■ The exercise
Output every line of the rows below as a JSON list of strings, one string per line, skipping blank lines. Leave the pictures out of the answer.

(Point annotation rows)
## start

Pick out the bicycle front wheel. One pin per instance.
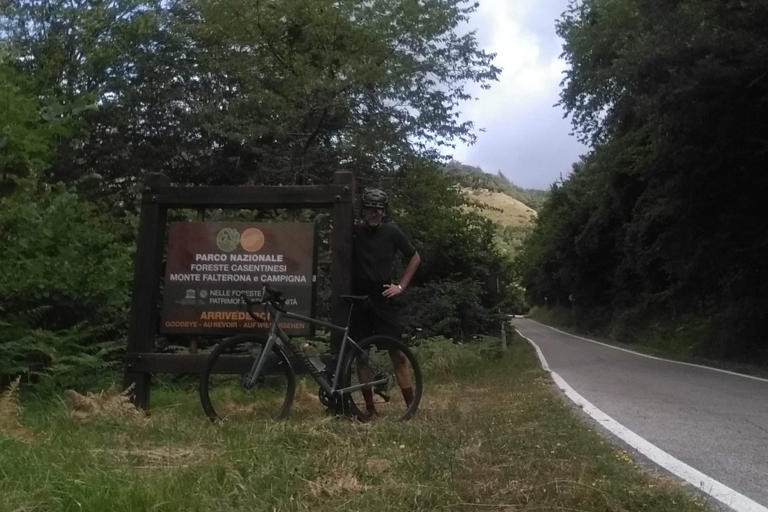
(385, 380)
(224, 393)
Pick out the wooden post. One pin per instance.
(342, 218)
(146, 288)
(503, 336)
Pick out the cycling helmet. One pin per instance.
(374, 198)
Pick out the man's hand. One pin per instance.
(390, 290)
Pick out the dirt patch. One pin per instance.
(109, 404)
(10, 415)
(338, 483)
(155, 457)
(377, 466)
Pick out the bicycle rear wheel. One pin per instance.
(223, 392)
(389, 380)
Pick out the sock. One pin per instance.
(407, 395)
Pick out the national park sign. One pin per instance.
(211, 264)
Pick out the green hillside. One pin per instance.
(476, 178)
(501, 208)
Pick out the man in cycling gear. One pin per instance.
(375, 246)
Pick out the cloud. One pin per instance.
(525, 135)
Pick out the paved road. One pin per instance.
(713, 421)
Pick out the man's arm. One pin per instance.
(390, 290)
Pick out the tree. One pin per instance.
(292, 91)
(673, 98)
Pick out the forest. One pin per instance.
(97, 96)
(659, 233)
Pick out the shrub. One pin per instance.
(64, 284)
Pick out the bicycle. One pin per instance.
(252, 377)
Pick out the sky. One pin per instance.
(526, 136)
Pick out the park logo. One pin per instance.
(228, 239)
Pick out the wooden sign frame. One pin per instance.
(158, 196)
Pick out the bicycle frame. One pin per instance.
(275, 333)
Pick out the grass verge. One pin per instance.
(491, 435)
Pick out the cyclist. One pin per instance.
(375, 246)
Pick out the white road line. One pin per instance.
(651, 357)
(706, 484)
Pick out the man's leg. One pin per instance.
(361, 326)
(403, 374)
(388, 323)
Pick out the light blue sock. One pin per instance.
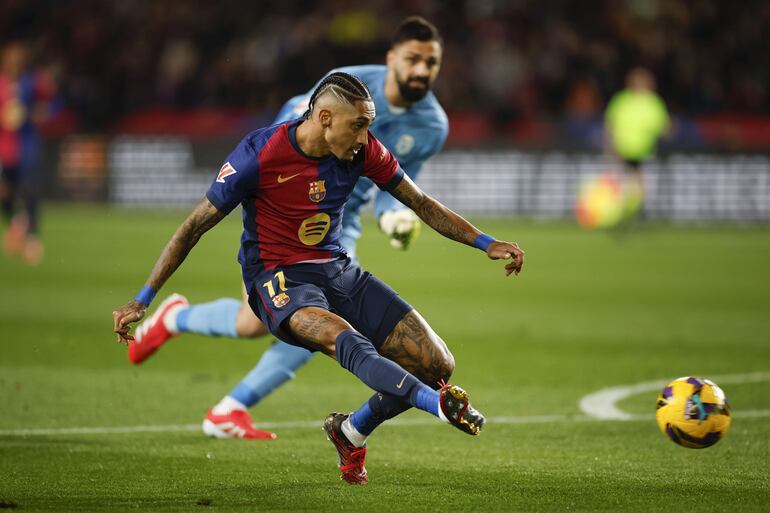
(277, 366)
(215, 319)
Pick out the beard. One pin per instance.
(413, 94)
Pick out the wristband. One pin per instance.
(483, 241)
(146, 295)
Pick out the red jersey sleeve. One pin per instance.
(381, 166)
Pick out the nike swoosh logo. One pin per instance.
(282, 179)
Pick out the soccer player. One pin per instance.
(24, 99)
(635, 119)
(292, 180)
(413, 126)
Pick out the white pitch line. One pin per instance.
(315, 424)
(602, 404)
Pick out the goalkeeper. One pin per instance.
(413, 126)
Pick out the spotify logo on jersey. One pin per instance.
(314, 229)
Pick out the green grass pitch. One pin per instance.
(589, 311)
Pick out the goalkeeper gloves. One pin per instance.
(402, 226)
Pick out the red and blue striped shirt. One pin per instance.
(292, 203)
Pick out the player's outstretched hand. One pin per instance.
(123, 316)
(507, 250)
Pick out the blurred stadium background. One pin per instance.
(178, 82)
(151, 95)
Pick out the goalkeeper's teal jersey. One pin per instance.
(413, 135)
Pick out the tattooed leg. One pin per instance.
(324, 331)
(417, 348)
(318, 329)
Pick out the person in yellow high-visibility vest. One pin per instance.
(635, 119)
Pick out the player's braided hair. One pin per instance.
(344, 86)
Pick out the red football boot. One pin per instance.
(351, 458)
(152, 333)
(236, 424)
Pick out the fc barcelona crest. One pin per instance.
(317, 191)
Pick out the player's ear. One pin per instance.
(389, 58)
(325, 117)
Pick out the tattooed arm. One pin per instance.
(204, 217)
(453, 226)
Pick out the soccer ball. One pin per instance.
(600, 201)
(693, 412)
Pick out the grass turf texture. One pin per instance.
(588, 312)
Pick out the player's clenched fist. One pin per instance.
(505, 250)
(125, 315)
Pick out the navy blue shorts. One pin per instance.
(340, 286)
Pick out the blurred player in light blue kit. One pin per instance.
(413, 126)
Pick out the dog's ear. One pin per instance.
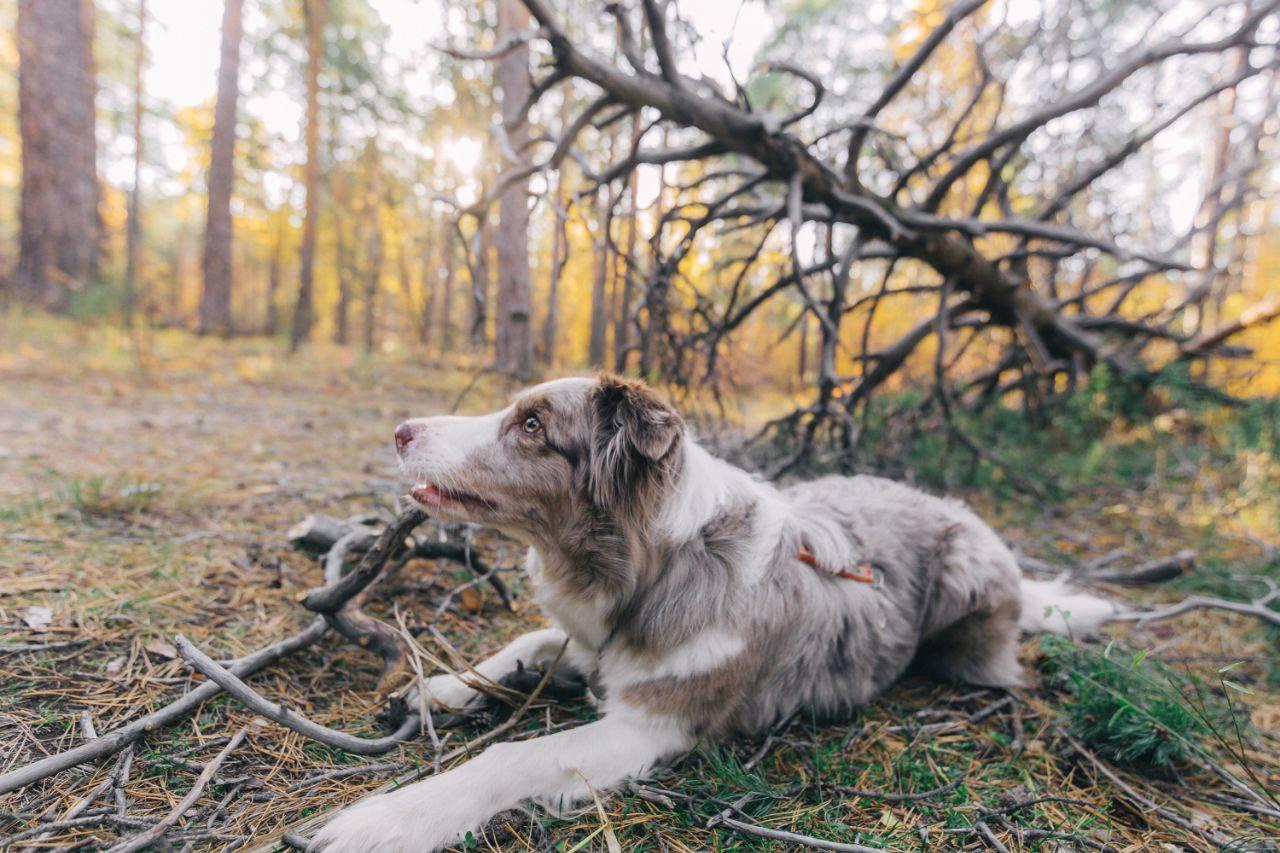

## end

■ The reply
[
  "Pick out the bicycle front wheel. One pin per instance.",
  "(385, 380)",
  "(224, 393)",
  "Pick out the wooden post. One pin per instance.",
  "(342, 218)",
  "(146, 288)",
  "(503, 336)",
  "Pick out the cycling helmet. One pin per instance.",
  "(374, 198)",
  "Pick out the man's hand. One pin per instance.",
  "(390, 290)",
  "Pick out the dirt patch. One pin per instance.",
  "(109, 404)",
  "(10, 415)",
  "(338, 483)",
  "(155, 457)",
  "(377, 466)",
  "Pick out the bicycle rear wheel. One pin per instance.",
  "(223, 392)",
  "(389, 380)",
  "Pick out the sock. One pin per instance.",
  "(407, 395)",
  "Pick out the national park sign. One pin per instance.",
  "(211, 264)",
  "Pick out the green hillside. One pin per instance.",
  "(476, 178)",
  "(501, 208)",
  "Pick out the man in cycling gear. One pin per instance.",
  "(375, 246)",
  "Pick out the cloud. One pin per instance.",
  "(525, 135)",
  "Pick out the paved road. One pin per instance.",
  "(713, 421)",
  "Pick out the man's arm. One pin per instance.",
  "(390, 290)",
  "Pick out the tree. One pin per instance.",
  "(292, 91)",
  "(673, 98)",
  "Pick out the forest. One pin per instance.",
  "(97, 96)",
  "(659, 233)",
  "Pick out the shrub. One pin per instance.",
  "(64, 284)",
  "Pick out the bicycle. One pin per instance.",
  "(252, 377)",
  "Pick out the sky. One pin per instance.",
  "(526, 136)",
  "Pick out the park logo. One pin per instance.",
  "(228, 239)",
  "Pick out the wooden sign frame. One pin per instance.",
  "(158, 196)",
  "Pick out the bicycle frame. One pin per instance.",
  "(275, 333)",
  "Pick out the grass verge. One pin per instance.",
  "(491, 435)",
  "Pick out the cyclist. One pin per instance.",
  "(375, 246)",
  "Pick out the white road line. One pin per instance.",
  "(651, 357)",
  "(706, 484)",
  "Pick out the man's leg. One pin per instance.",
  "(361, 326)",
  "(403, 374)",
  "(388, 323)",
  "Pick out the light blue sock. One pin per instance.",
  "(277, 366)",
  "(215, 319)",
  "Pick out the beard. One pin per instance.",
  "(413, 94)",
  "Pick out the wristband. One pin per instance.",
  "(483, 241)",
  "(146, 295)",
  "Pick out the red jersey sleeve. One pin per instance.",
  "(381, 166)",
  "Pick out the nike swoosh logo. One pin per instance.",
  "(282, 179)",
  "Pick out the soccer player. One pin per instance.",
  "(24, 99)",
  "(635, 119)",
  "(292, 180)",
  "(413, 126)",
  "Pick out the white pitch line. One pin per instance.",
  "(315, 424)",
  "(602, 404)",
  "Pick out the goalkeeper. One pin per instance.",
  "(413, 126)",
  "Pick out the spotify logo on jersey. One pin per instance.",
  "(314, 229)",
  "Pick out the green grass pitch. One pin per instance.",
  "(589, 311)",
  "Pick out the goalkeeper gloves. One pin per instance.",
  "(402, 226)",
  "Pick out the red and blue striped shirt. One pin per instance.",
  "(292, 203)",
  "Pick out the player's outstretched hand. One pin per instance.",
  "(123, 316)",
  "(507, 250)",
  "Pick out the blurred stadium background. One pin per instance.",
  "(178, 82)",
  "(151, 95)",
  "Pick out the goalkeeper's teal jersey. One pin per instance.",
  "(413, 135)",
  "Pick out the tattooed leg. One pin per instance.",
  "(324, 331)",
  "(417, 348)",
  "(318, 329)",
  "Pick out the person in yellow high-visibility vest. One pin per instance.",
  "(635, 119)",
  "Pick out the player's braided hair. One pin per instance.",
  "(344, 86)",
  "Pick out the red football boot. One pin per instance.",
  "(351, 458)",
  "(152, 333)",
  "(236, 424)",
  "Pick out the fc barcelona crest. One pin per instance.",
  "(317, 191)",
  "Pick out the player's ear. One pin per instance.",
  "(389, 58)",
  "(325, 117)",
  "Pick out the tattooed arm. One pin per instance.",
  "(204, 217)",
  "(453, 226)",
  "Pick out the soccer ball. One pin per instance.",
  "(600, 201)",
  "(693, 412)",
  "Pick out the grass turf texture. One pin per instance.",
  "(588, 312)",
  "Pick out the player's clenched fist. One pin per instance.",
  "(505, 250)",
  "(125, 315)",
  "Pick out the navy blue shorts. One pin per instance.",
  "(340, 286)",
  "Pick out the blurred player in light blue kit. One pin per instance.",
  "(413, 126)",
  "Pick out the dog's ear. One pin per instance."
]